● DATA FOR REVIEW
BEGIN

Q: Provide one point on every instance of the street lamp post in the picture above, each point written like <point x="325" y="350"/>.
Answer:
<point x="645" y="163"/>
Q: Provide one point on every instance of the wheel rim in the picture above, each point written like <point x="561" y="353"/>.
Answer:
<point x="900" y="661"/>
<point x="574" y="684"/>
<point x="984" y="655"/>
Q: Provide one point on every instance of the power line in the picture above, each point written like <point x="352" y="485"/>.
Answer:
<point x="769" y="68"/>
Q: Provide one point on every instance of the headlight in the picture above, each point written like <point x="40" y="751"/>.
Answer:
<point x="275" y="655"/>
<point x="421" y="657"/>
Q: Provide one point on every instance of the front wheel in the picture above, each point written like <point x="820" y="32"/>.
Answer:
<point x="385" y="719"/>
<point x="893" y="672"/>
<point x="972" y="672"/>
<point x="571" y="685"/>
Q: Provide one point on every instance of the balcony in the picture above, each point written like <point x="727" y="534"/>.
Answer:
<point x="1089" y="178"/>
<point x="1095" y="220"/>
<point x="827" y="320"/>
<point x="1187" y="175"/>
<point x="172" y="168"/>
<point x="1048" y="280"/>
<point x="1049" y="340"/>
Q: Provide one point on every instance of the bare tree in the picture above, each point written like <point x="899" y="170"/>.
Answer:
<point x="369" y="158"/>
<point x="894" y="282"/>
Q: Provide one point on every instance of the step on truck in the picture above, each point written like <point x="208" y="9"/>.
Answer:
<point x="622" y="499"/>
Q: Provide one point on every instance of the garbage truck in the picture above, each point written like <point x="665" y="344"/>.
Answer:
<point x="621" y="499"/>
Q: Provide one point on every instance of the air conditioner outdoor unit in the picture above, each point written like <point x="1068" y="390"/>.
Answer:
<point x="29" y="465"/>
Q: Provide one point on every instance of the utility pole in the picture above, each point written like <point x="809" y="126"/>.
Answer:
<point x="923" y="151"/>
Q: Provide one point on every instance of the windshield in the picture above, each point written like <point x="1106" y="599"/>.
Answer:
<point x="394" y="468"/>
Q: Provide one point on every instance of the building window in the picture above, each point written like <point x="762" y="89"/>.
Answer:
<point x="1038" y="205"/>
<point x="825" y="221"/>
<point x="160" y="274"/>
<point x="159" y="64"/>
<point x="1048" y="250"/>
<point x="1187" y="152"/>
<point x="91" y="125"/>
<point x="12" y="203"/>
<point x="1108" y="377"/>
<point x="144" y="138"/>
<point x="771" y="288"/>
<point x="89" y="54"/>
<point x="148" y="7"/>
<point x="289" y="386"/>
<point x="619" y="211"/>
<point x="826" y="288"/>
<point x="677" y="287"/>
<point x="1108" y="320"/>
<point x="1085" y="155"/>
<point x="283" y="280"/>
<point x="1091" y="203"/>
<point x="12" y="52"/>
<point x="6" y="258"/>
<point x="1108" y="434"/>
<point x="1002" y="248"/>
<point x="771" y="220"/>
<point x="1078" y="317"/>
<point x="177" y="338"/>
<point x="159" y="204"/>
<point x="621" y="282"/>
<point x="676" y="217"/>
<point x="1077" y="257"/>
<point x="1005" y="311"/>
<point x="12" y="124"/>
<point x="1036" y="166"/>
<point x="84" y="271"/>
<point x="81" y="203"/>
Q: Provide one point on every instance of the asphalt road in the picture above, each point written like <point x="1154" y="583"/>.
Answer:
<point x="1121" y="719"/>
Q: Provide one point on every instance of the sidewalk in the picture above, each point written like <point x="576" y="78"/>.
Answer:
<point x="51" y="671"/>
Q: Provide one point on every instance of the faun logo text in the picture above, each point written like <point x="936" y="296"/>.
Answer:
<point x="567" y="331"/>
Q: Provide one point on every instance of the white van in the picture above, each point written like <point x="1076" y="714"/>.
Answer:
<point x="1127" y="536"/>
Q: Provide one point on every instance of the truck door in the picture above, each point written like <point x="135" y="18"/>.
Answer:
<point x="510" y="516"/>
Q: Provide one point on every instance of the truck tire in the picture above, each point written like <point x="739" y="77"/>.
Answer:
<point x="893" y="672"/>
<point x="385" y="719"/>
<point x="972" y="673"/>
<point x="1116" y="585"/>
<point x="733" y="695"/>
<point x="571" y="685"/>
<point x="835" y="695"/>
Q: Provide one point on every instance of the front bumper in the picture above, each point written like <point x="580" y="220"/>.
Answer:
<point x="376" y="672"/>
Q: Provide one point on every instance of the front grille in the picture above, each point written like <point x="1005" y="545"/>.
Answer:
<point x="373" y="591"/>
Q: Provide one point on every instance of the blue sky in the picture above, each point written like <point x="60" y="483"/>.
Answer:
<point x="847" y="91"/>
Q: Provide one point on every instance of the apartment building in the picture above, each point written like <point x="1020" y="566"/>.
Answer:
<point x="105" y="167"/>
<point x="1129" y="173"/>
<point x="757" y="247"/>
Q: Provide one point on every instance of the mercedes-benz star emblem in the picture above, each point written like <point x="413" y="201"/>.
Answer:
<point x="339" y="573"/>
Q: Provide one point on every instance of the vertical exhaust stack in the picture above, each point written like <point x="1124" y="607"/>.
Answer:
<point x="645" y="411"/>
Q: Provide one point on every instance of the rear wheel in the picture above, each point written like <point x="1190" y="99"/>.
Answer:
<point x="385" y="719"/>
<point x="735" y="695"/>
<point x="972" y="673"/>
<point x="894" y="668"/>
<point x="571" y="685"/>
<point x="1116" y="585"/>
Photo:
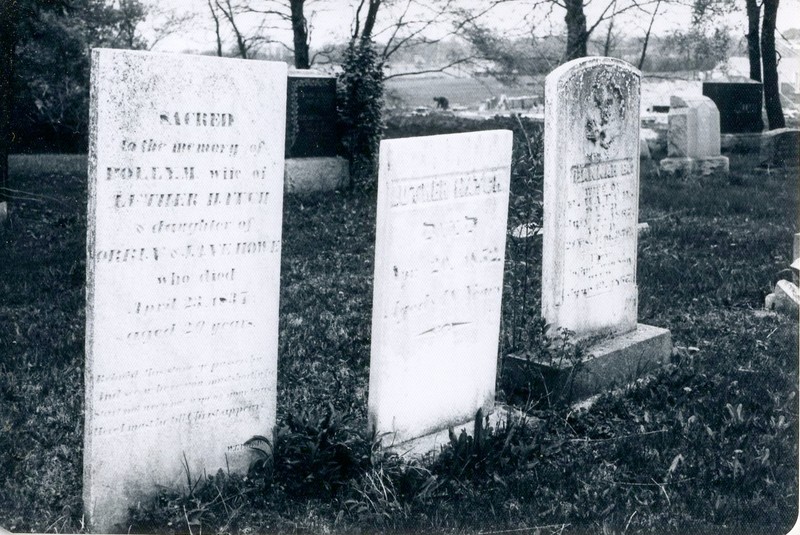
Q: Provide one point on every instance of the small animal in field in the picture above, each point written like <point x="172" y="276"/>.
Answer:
<point x="441" y="102"/>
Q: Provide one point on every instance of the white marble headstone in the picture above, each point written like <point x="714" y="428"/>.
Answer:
<point x="439" y="256"/>
<point x="693" y="128"/>
<point x="591" y="197"/>
<point x="184" y="241"/>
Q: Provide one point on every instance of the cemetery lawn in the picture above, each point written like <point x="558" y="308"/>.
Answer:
<point x="709" y="443"/>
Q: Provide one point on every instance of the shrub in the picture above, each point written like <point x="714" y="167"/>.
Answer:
<point x="360" y="98"/>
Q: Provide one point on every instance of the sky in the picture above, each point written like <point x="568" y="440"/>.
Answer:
<point x="330" y="21"/>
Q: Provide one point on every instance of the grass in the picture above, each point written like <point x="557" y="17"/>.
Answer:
<point x="707" y="444"/>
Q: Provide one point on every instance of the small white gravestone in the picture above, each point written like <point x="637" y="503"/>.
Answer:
<point x="693" y="147"/>
<point x="184" y="241"/>
<point x="591" y="206"/>
<point x="439" y="256"/>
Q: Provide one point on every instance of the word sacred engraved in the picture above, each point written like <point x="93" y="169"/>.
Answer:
<point x="601" y="170"/>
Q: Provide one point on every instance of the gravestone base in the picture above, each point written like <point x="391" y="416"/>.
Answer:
<point x="307" y="175"/>
<point x="740" y="143"/>
<point x="429" y="446"/>
<point x="785" y="299"/>
<point x="609" y="363"/>
<point x="710" y="167"/>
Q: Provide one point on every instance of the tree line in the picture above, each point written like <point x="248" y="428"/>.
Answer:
<point x="45" y="44"/>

END

● EXERCISE
For every line in the listing above that mentions the word "wheel", make a copy.

● ANSWER SECTION
Q: Provide one point on every instance of the wheel rim in the picture above, each point written like <point x="561" y="353"/>.
Q: Provide one point on every instance of the front wheel in the picture above, each point written like <point x="820" y="32"/>.
Q: Provide one point on every instance of the rear wheel in the picture above, each point written like <point x="1190" y="99"/>.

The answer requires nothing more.